Exercise: Print the forum post about the commercial fishing fleet and Sea Grant in full, word for word.

# START OF Document segment

Just to feed any sentiments of either 'alarm' or growing incredulity of this THREAD, do examine the National SEAGRANT-posture on the topic 21st-century Sustainable Fishing-Fleet'.

Lots of well-distributed research-projects pursued across and along our shorelines - and very well presented in their annual Summary - all following (presumably) the older LAND-GRANT university task to connect academia with 'grass-roots' Small Businesses towards sharing high-end conceptual/technological/scientific advances in the interest of better business-viability in affected communities. 

Just not much (if any ?) interest in the Fleet, the boats, typically the biggest tool in this industry's toolbox.
Quite unexpected. And yet well-funded routines... more or less ignoring those serious and growing travails. 

So, you would have a hard time finding, for instance, any robust engagement by Massachusetts' designated SEAGRANT agent - M.I.T.
It seems impossible to detect any academic or just low-brow technical interest in examining both the unarguable challenges of industrial stagnation and thus soon decay, and all of our advancing Literacy on matters Sustainability.
Thus we may not any time soon find any actionable proposals out of that universe to address this growing calamity in our Oldest Industry.

You'd figure that such potent folks would quickly whip out convincing concepts, designs, if not outright prototyping prowess to 'establish' a new industrial baseline via stunning boat- and ship-design alacrity, superior integration of competing unavoidable demands, all this while making this Working Fleet significantly safer at sea as well - and, of course, all to a plausible Small Business correct budget, towards an approach that could be multiplied thousands-fold to match the New England- and then the national Commercial Fishing-Fleet challenges.

However, with SEAGRANT alerted to this for over a decade+, by 2021 we find no productive institutional self-definition via unassailable ideas and pursuits towards addressing these multi-layered problems. Nothing by the Gulf Of Maine Research Institute it seems. Woods Hole - not so much either. NOAA and NMFS of course did co-sign these odd anti-innovation rules of March 1, '94.

All and unexpected very odd spectacle.
And all these players have budgets to leverage ...

Meanwhile fishing-ports tax- and job-bases are shrinking.


----------

# END OF Document segment
# START OF Data section

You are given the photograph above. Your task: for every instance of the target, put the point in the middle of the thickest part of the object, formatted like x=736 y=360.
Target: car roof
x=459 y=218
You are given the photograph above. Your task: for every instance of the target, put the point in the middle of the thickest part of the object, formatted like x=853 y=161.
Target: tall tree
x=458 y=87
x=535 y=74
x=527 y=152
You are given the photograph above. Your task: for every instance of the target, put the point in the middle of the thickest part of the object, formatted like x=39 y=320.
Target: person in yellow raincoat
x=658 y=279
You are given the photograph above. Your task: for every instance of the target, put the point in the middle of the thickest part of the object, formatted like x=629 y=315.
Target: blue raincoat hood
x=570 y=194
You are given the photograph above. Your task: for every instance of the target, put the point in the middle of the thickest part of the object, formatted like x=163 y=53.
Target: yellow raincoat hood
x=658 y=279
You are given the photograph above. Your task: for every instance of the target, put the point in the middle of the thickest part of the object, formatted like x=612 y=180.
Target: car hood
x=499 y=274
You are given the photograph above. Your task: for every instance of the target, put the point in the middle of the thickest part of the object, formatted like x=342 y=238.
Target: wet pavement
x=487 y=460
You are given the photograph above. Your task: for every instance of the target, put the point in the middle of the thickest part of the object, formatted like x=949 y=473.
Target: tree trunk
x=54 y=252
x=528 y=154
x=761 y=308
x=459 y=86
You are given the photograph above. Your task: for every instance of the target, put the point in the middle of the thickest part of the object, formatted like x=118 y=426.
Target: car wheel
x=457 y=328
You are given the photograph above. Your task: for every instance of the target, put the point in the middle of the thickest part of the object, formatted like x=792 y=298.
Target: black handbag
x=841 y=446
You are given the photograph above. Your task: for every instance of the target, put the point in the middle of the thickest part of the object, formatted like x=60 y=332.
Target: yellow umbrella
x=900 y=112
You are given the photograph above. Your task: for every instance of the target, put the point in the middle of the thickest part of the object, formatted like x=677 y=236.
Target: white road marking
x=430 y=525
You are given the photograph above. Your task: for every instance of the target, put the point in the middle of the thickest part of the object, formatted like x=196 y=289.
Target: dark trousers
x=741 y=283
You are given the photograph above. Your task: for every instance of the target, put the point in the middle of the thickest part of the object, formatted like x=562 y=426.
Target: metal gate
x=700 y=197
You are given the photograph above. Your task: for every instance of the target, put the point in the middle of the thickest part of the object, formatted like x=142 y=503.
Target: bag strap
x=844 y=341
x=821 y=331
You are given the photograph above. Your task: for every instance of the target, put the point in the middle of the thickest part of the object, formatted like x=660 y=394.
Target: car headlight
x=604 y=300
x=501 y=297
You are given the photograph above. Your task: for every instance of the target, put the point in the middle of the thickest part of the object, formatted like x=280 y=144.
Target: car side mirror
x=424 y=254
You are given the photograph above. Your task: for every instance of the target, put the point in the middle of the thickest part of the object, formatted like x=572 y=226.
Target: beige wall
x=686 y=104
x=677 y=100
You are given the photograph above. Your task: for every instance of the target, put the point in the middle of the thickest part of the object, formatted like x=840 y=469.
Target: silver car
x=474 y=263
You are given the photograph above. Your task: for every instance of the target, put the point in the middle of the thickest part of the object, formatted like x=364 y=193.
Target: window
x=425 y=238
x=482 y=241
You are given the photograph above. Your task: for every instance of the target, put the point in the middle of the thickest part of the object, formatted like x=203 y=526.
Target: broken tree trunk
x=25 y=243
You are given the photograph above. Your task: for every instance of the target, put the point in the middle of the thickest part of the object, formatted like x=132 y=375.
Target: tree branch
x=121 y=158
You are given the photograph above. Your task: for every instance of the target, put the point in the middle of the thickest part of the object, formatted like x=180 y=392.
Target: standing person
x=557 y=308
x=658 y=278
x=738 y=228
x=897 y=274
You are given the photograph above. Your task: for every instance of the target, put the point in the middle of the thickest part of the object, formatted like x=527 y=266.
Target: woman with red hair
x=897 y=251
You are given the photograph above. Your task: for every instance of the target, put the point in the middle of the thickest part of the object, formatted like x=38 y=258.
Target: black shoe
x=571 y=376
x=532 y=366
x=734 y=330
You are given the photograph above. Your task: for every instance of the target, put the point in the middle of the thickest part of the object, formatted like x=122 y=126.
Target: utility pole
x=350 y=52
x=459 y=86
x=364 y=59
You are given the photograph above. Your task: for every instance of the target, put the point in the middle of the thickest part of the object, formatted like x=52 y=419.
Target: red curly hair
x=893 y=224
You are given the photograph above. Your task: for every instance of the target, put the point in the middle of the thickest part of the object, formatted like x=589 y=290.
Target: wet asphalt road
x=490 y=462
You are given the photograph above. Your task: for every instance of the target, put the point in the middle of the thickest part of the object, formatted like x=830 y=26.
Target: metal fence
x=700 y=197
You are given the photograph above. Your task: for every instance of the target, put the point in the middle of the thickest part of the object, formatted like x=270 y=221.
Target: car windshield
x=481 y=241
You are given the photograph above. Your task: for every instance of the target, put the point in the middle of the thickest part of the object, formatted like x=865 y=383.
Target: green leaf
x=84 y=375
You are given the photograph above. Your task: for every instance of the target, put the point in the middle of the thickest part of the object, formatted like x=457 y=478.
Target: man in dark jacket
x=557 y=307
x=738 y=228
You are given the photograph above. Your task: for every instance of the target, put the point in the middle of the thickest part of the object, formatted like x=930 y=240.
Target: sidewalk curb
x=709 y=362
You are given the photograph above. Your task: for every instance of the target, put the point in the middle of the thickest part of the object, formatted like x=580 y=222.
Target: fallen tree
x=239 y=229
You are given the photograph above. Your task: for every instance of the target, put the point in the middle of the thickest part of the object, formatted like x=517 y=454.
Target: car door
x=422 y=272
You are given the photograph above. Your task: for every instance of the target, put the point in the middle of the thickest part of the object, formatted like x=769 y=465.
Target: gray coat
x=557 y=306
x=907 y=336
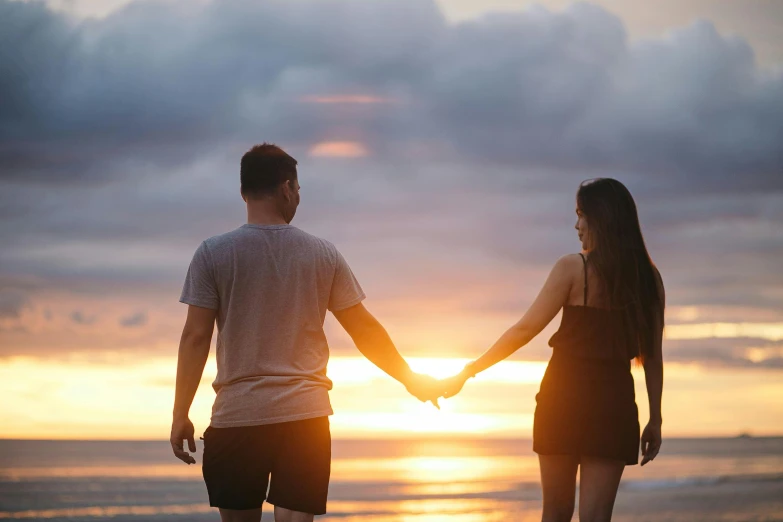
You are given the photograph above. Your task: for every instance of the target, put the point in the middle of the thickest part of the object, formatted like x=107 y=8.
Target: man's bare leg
x=240 y=515
x=286 y=515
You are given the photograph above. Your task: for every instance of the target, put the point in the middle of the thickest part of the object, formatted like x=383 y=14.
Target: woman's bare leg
x=558 y=482
x=286 y=515
x=598 y=483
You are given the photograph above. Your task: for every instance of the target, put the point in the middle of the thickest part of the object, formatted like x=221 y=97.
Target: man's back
x=271 y=286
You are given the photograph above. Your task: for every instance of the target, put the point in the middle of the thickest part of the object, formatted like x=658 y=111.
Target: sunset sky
x=440 y=146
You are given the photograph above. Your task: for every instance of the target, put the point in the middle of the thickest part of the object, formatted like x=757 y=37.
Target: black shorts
x=298 y=454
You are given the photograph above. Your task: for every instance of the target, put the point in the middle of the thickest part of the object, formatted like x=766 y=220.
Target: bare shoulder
x=569 y=264
x=567 y=269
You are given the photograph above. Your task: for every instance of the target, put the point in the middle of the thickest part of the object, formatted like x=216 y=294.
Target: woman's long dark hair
x=629 y=281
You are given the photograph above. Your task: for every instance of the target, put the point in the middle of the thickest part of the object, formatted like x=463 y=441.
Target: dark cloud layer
x=155 y=82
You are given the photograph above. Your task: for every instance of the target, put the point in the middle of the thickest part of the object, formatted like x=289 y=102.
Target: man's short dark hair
x=264 y=168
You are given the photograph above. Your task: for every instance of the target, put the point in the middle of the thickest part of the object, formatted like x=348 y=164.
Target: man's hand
x=424 y=388
x=452 y=386
x=182 y=429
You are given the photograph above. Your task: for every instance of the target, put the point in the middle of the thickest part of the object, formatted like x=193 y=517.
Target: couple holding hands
x=268 y=286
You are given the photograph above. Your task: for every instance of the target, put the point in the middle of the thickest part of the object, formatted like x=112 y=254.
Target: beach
x=425 y=480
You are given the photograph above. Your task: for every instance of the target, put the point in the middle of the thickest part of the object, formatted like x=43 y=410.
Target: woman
x=613 y=300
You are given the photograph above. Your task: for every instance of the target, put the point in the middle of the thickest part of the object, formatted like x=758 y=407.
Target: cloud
x=441 y=158
x=137 y=319
x=741 y=352
x=79 y=317
x=536 y=88
x=11 y=303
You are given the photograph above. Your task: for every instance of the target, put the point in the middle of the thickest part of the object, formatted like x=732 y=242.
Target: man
x=269 y=285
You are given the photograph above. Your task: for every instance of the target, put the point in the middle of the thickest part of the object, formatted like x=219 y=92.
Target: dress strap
x=584 y=262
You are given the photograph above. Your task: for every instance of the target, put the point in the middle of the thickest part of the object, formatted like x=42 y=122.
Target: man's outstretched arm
x=374 y=342
x=192 y=357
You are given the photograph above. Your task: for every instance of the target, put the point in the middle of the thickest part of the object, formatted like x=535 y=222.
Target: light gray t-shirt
x=271 y=286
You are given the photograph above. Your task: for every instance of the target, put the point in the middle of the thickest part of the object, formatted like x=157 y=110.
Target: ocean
x=428 y=480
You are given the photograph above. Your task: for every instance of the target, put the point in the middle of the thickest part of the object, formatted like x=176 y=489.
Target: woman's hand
x=651 y=441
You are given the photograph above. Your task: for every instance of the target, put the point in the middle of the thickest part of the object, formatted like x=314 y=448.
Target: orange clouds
x=339 y=149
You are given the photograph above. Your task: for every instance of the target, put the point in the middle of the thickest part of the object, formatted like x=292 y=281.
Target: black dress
x=586 y=404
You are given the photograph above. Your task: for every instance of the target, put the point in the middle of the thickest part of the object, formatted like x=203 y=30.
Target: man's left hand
x=182 y=429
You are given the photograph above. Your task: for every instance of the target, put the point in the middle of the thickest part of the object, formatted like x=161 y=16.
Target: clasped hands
x=427 y=388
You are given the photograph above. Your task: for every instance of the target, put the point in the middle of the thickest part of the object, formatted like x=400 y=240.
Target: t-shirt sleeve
x=200 y=288
x=346 y=291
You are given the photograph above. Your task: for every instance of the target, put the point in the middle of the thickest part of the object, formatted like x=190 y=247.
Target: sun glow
x=129 y=399
x=339 y=149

# END OF Data section

Worked answer:
Just to feed any sentiments of either 'alarm' or growing incredulity of this THREAD, do examine the National SEAGRANT-posture on the topic 21st-century Sustainable Fishing-Fleet'.

Lots of well-distributed research-projects pursued across and along our shorelines - and very well presented in their annual Summary - all following (presumably) the older LAND-GRANT university task to connect academia with 'grass-roots' Small Businesses towards sharing high-end conceptual/technological/scientific advances in the interest of better business-viability in affected communities. 

Just not much (if any ?) interest in the Fleet, the boats, typically the biggest tool in this industry's toolbox.
Quite unexpected. And yet well-funded routines... more or less ignoring those serious and growing travails. 

So, you would have a hard time finding, for instance, any robust engagement by Massachusetts' designated SEAGRANT agent - M.I.T.
It seems impossible to detect any academic or just low-brow technical interest in examining both the unarguable challenges of industrial stagnation and thus soon decay, and all of our advancing Literacy on matters Sustainability.
Thus we may not any time soon find any actionable proposals out of that universe to address this growing calamity in our Oldest Industry.

You'd figure that such potent folks would quickly whip out convincing concepts, designs, if not outright prototyping prowess to 'establish' a new industrial baseline via stunning boat- and ship-design alacrity, superior integration of competing unavoidable demands, all this while making this Working Fleet significantly safer at sea as well - and, of course, all to a plausible Small Business correct budget, towards an approach that could be multiplied thousands-fold to match the New England- and then the national Commercial Fishing-Fleet challenges.

However, with SEAGRANT alerted to this for over a decade+, by 2021 we find no productive institutional self-definition via unassailable ideas and pursuits towards addressing these multi-layered problems. Nothing by the Gulf Of Maine Research Institute it seems. Woods Hole - not so much either. NOAA and NMFS of course did co-sign these odd anti-innovation rules of March 1, '94.

All and unexpected very odd spectacle.
And all these players have budgets to leverage ...

Meanwhile fishing-ports tax- and job-bases are shrinking.


----------